[Dataset entries]

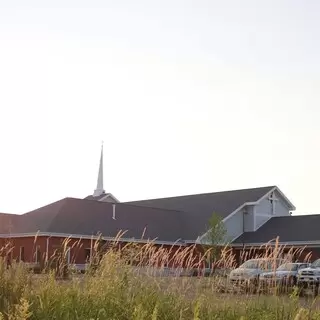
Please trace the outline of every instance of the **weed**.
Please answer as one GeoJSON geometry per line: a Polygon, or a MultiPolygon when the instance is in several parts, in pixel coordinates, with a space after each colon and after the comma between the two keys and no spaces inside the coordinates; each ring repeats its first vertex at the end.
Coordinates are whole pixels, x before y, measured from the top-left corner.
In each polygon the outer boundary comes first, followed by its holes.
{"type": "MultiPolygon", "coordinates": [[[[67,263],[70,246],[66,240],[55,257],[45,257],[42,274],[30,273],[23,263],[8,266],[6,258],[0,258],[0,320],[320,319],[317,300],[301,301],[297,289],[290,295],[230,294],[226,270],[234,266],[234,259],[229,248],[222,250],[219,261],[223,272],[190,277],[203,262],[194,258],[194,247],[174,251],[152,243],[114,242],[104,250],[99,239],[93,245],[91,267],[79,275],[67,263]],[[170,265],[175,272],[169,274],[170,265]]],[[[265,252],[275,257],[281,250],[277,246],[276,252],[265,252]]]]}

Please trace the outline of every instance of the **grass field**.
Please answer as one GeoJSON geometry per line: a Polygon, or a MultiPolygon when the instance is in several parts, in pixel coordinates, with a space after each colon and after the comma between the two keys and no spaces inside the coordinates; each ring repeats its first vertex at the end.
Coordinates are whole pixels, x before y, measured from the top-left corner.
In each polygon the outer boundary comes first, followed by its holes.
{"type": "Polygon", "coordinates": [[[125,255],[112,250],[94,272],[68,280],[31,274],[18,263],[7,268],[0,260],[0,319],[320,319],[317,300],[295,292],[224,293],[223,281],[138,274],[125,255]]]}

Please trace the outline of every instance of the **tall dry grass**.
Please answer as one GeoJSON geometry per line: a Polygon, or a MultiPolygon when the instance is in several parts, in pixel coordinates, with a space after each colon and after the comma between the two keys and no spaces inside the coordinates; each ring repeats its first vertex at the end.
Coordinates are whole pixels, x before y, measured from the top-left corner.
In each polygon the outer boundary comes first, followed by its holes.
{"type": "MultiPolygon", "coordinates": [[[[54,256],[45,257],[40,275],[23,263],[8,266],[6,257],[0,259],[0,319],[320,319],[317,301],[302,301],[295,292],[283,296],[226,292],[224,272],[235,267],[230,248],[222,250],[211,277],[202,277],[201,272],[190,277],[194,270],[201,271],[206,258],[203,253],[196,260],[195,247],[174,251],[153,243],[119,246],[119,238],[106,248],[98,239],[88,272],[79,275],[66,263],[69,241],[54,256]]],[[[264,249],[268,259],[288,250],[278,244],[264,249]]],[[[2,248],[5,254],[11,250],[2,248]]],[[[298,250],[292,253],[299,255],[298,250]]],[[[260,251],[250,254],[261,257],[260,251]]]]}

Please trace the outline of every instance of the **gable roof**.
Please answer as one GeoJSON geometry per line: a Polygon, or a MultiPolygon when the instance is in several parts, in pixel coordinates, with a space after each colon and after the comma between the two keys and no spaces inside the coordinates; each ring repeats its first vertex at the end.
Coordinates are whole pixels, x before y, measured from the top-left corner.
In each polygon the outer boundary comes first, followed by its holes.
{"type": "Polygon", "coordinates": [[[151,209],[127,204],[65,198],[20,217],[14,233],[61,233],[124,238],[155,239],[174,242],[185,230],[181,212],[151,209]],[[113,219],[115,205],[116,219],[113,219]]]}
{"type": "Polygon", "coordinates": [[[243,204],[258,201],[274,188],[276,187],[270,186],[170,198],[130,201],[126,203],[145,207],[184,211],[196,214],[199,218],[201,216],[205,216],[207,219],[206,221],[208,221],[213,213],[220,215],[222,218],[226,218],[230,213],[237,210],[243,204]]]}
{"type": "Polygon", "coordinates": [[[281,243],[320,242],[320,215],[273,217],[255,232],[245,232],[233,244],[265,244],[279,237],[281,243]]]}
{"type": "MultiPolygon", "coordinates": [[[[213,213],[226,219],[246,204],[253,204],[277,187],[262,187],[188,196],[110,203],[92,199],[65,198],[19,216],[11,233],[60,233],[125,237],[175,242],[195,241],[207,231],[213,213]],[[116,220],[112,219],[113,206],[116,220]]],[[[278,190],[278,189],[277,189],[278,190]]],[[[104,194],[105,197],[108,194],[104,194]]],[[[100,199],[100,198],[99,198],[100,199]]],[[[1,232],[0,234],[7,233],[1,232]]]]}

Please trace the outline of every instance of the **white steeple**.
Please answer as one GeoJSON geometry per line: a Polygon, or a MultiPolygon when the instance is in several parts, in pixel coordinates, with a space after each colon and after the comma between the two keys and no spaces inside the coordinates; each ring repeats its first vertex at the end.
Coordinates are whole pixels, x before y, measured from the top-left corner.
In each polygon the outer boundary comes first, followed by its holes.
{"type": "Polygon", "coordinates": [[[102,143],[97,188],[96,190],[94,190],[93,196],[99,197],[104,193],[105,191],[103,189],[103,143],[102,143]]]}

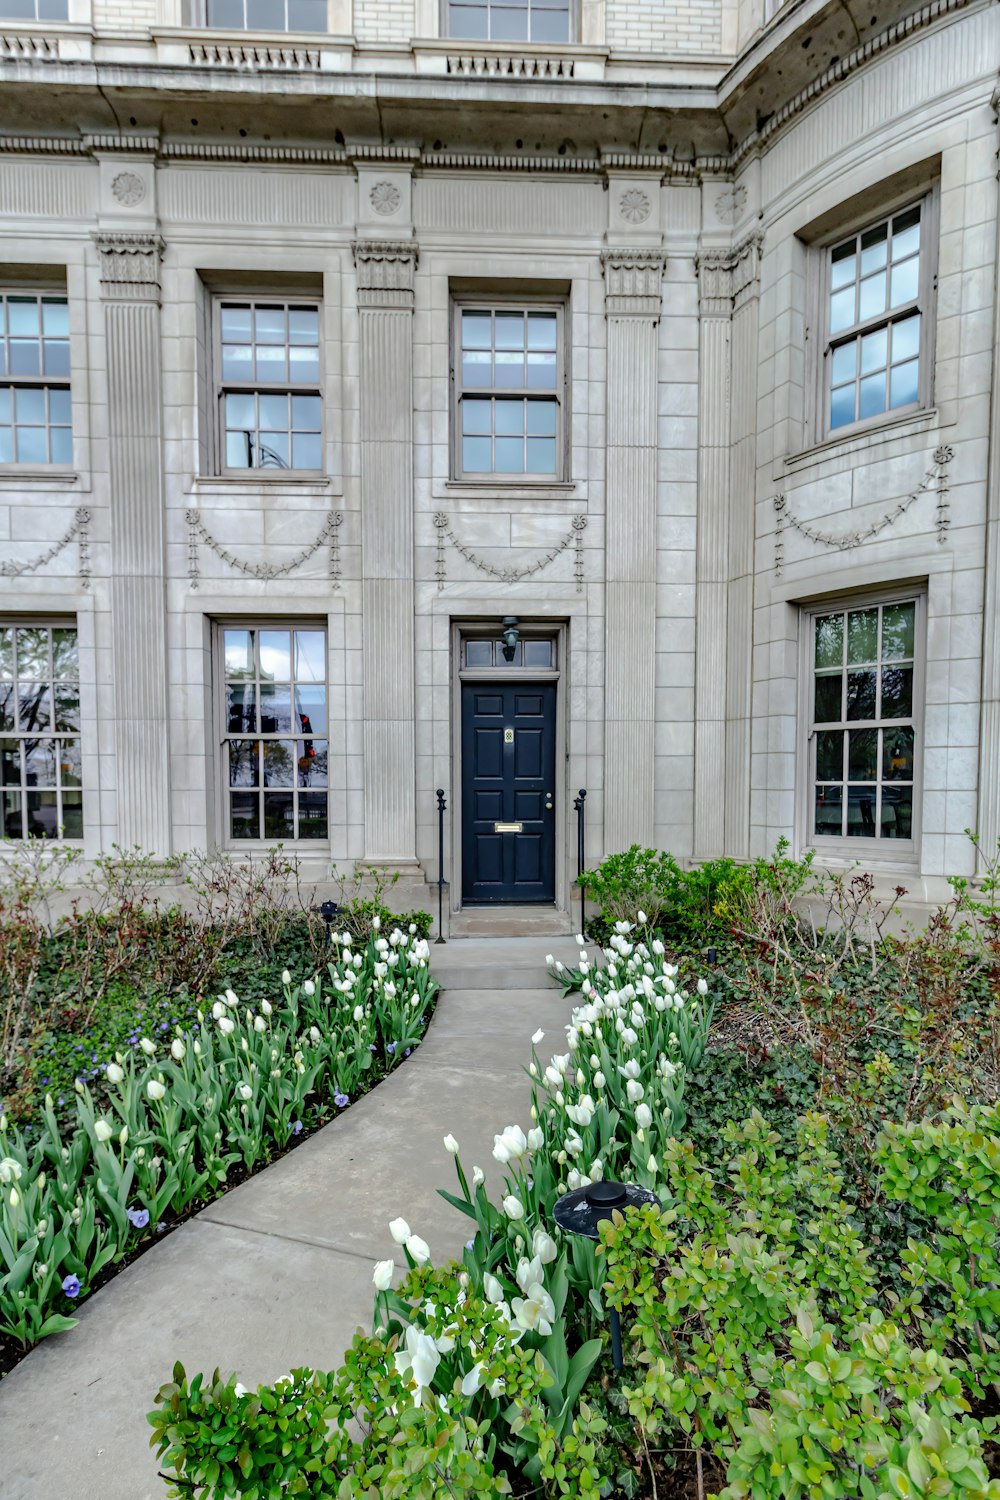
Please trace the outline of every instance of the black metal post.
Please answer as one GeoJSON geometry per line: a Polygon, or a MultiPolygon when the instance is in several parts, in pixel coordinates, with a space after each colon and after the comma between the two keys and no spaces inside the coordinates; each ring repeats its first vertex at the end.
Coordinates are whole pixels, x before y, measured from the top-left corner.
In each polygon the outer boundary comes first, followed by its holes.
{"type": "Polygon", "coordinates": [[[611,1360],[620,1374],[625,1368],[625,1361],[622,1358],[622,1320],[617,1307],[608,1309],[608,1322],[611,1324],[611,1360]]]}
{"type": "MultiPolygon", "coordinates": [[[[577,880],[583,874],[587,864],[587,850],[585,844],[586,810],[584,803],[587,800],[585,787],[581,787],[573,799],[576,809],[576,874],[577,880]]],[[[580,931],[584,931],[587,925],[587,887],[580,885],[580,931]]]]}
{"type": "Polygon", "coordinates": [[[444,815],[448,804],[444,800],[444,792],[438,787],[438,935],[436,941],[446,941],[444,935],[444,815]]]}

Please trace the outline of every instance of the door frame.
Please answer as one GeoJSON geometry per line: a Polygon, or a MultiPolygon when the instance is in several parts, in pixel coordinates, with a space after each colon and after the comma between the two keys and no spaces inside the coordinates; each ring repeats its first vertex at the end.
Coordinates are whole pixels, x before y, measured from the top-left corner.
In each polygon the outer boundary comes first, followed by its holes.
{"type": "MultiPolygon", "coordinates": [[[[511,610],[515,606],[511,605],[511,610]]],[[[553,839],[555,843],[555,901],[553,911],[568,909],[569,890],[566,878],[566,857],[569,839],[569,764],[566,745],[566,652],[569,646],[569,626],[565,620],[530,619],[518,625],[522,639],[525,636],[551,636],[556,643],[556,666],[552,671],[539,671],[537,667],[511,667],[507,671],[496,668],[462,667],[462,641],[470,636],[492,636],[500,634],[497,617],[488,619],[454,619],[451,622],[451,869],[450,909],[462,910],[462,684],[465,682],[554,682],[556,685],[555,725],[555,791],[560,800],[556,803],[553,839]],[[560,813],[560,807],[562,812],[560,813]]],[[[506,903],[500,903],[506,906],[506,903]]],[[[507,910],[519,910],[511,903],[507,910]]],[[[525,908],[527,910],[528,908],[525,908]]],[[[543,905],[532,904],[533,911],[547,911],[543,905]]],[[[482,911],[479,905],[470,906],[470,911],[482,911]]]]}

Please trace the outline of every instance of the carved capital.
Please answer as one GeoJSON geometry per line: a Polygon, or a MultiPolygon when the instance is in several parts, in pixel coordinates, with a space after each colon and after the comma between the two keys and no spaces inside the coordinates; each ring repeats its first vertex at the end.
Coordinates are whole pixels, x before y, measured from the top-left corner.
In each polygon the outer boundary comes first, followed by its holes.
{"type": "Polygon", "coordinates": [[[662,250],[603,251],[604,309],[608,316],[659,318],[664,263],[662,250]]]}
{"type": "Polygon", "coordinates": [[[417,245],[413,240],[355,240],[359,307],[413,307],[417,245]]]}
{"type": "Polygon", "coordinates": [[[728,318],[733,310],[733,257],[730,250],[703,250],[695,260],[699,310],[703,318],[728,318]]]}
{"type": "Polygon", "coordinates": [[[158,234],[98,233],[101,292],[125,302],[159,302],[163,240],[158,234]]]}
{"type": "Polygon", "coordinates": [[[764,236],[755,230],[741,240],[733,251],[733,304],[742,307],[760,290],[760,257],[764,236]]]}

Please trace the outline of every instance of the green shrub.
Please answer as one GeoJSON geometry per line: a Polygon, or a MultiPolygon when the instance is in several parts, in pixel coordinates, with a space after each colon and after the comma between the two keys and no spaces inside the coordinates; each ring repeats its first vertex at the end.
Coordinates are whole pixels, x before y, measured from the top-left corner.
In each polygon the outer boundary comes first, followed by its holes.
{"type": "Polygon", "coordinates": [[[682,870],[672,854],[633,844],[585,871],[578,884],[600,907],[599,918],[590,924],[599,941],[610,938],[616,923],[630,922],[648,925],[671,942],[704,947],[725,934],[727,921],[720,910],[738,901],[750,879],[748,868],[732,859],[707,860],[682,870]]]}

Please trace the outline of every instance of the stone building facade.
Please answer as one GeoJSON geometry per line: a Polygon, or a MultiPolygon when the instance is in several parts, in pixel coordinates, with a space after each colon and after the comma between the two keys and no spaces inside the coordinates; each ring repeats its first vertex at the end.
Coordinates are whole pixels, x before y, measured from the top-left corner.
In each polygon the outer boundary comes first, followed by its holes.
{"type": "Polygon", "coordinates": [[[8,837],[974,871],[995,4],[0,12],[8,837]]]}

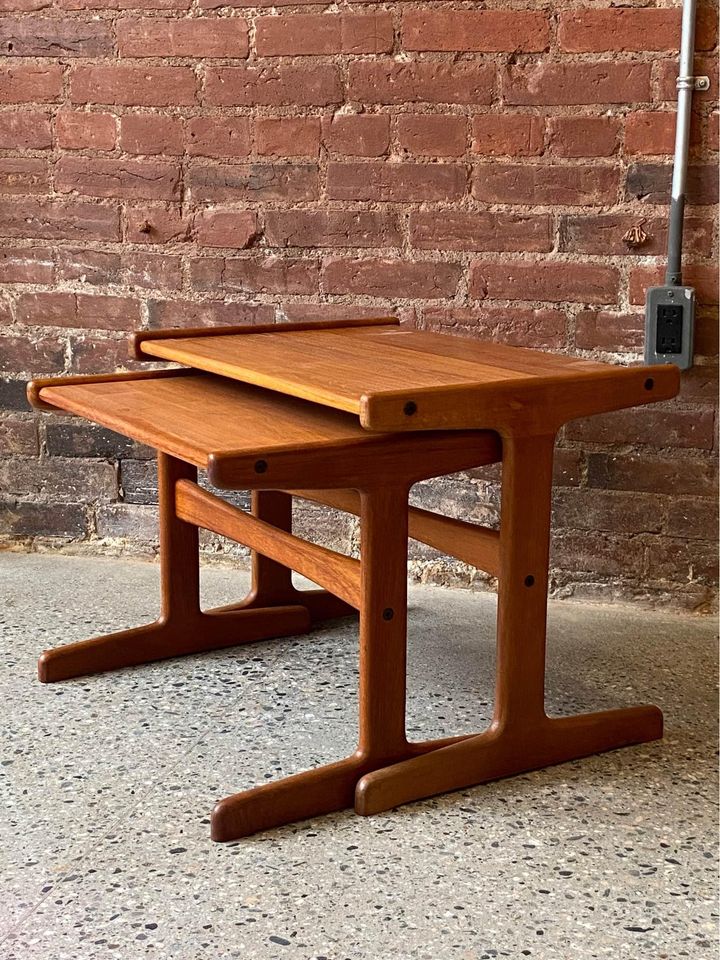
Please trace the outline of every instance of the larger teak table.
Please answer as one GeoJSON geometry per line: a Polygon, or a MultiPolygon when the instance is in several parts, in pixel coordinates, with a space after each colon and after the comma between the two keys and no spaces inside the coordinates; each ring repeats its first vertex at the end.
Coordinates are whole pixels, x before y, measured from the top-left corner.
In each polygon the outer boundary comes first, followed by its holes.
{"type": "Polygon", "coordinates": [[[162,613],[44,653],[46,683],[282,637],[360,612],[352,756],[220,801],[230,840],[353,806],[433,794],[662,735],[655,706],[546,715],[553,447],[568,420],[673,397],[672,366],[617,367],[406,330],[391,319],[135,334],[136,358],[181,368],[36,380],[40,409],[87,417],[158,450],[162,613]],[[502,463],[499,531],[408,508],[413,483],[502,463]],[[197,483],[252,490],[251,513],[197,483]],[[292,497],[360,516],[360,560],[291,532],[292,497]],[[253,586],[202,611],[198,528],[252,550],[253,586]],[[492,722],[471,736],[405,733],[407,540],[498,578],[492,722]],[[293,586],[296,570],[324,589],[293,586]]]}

## Task brief
Only lines with the word "grass" go in the answer. Take them all from the entries above.

## Reply
Please trace the outline of every instance of the **grass field**.
Please trace the outline of every instance of the **tall dry grass**.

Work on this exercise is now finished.